About this exercise: When you transcribe the entries below, keep the wording exact and omit the pictures.
Top of Data for the task
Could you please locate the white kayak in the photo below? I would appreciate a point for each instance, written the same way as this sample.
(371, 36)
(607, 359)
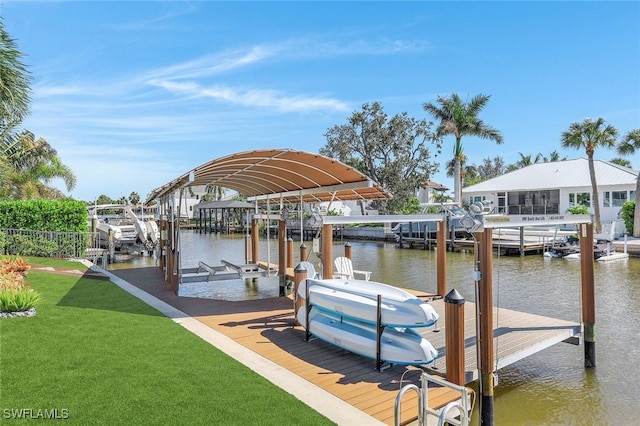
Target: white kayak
(397, 345)
(351, 299)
Bottom of Data for the task
Response for this exercise:
Could you please locate the white kayak in the photo below? I would appreciate a point for each instance, written the same way as this sample.
(371, 36)
(607, 359)
Target: white kayak
(397, 345)
(351, 299)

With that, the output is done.